__Written task__:
Set out the data below as a Markdown table with the columns Row and Content, giving each line a number and omitting blank lines. Begin at the line that contains "Isolate cap brim from this picture." and stop after the line that contains "[602,69,784,109]", including only those lines.

__Material provided__:
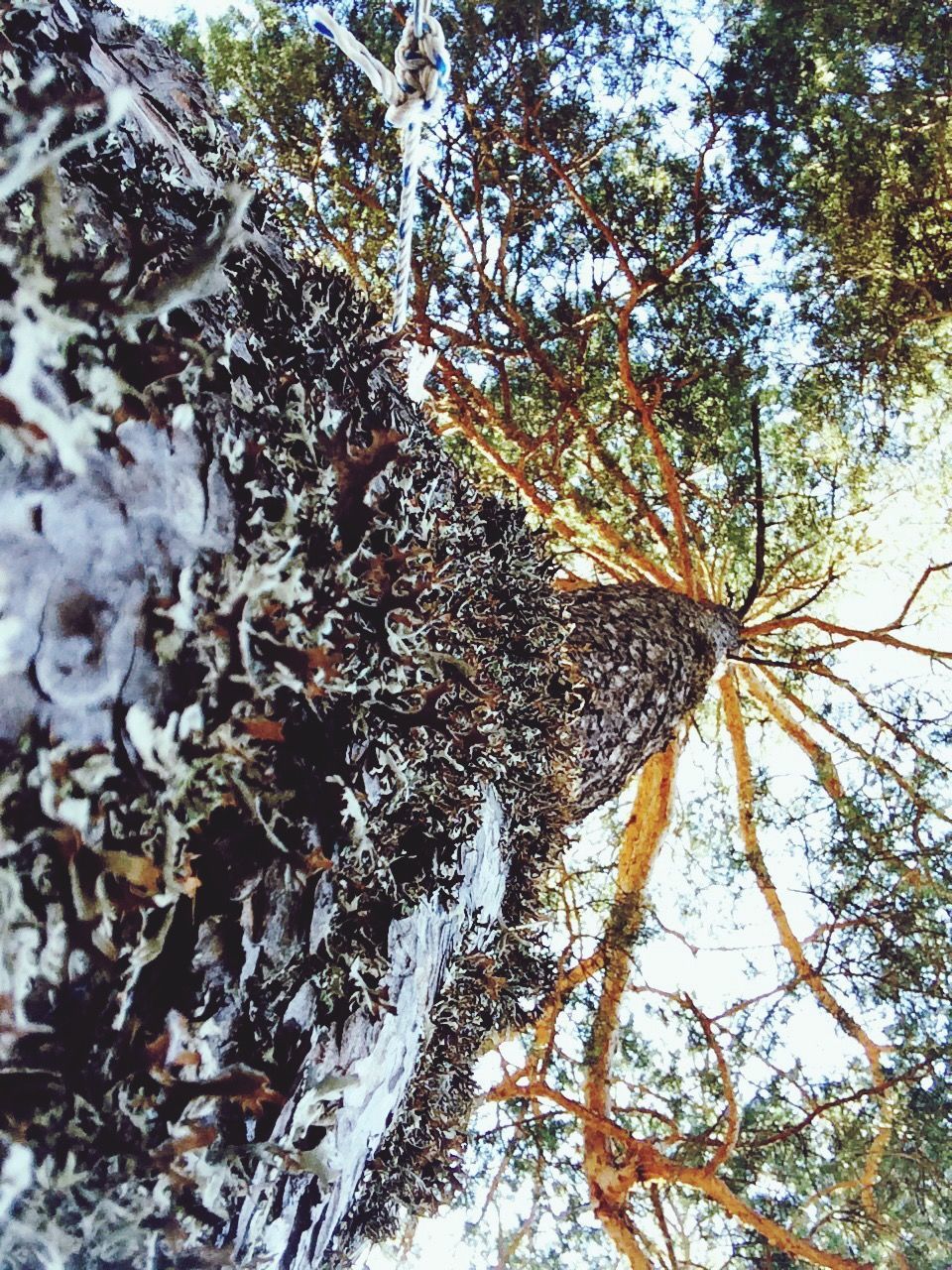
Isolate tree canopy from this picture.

---

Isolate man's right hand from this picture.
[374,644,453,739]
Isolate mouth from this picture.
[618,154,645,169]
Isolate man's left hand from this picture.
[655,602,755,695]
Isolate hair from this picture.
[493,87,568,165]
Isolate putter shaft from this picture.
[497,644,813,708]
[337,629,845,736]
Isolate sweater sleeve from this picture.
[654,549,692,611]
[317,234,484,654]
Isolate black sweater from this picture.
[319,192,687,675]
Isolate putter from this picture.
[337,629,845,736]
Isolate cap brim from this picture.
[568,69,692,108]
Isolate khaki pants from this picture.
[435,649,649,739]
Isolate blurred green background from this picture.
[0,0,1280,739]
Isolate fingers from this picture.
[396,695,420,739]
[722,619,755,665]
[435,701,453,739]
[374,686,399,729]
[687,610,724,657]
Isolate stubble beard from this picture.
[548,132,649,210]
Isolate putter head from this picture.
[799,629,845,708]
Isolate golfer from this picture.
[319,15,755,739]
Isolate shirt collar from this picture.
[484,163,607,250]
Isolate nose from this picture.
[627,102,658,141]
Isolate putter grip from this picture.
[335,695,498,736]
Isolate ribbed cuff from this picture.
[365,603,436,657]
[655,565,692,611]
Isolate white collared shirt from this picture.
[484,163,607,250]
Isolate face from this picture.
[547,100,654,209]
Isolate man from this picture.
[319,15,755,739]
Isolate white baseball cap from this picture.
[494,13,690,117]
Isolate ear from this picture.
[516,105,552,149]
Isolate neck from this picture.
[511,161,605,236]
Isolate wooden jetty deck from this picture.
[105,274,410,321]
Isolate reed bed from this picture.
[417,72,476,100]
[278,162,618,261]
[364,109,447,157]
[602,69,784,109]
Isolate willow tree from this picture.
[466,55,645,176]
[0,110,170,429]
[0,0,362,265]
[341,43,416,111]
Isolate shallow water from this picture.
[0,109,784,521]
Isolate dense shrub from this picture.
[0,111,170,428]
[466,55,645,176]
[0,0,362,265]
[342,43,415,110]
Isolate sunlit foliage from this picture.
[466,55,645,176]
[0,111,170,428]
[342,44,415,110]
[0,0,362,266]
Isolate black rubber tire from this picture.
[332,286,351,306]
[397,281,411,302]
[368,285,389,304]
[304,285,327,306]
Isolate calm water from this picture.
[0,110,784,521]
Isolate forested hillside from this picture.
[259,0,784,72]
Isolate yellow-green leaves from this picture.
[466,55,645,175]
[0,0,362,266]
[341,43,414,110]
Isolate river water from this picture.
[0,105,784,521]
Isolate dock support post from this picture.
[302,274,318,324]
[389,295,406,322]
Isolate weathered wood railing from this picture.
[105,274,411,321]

__Answer in full__:
| Row | Content |
|---|---|
| 1 | Isolate cap brim from this picture. |
| 2 | [568,69,692,108] |
| 3 | Isolate khaki pants from this picture. |
| 4 | [435,649,649,739] |
| 5 | Isolate blurred green background from this picture. |
| 6 | [0,0,1280,739] |
| 7 | Isolate fingers from this picture. |
| 8 | [396,695,420,739] |
| 9 | [722,619,755,665] |
| 10 | [435,701,453,739] |
| 11 | [374,686,399,729] |
| 12 | [687,610,724,657] |
| 13 | Isolate stubble beard from this picture. |
| 14 | [548,132,649,210] |
| 15 | Isolate putter head from this picture. |
| 16 | [799,629,845,708] |
| 17 | Isolate golfer from this picture. |
| 18 | [319,15,755,739] |
| 19 | Isolate shirt collar from this picture. |
| 20 | [484,163,607,250] |
| 21 | Isolate nose from this picture. |
| 22 | [627,102,658,141] |
| 23 | Isolate putter grip from this picture. |
| 24 | [335,695,498,736] |
| 25 | Isolate ribbed cuff from this picture. |
| 26 | [365,603,436,657] |
| 27 | [655,565,692,611] |
| 28 | Isolate white collared shirt from this picture. |
| 29 | [484,163,607,250] |
| 30 | Isolate face from this picture. |
| 31 | [547,100,654,209] |
| 32 | Isolate man from this picture. |
| 33 | [319,15,755,739] |
| 34 | Isolate white baseball cap from this picture. |
| 35 | [494,13,690,117] |
| 36 | Isolate ear from this picture. |
| 37 | [516,105,552,149] |
| 38 | Isolate neck from this picture. |
| 39 | [511,161,605,236] |
| 40 | Isolate wooden jetty deck from this picture. |
| 41 | [105,274,410,321] |
| 42 | Isolate reed bed from this picture. |
| 43 | [417,72,476,100] |
| 44 | [278,162,618,261] |
| 45 | [364,109,447,157] |
| 46 | [602,69,784,109] |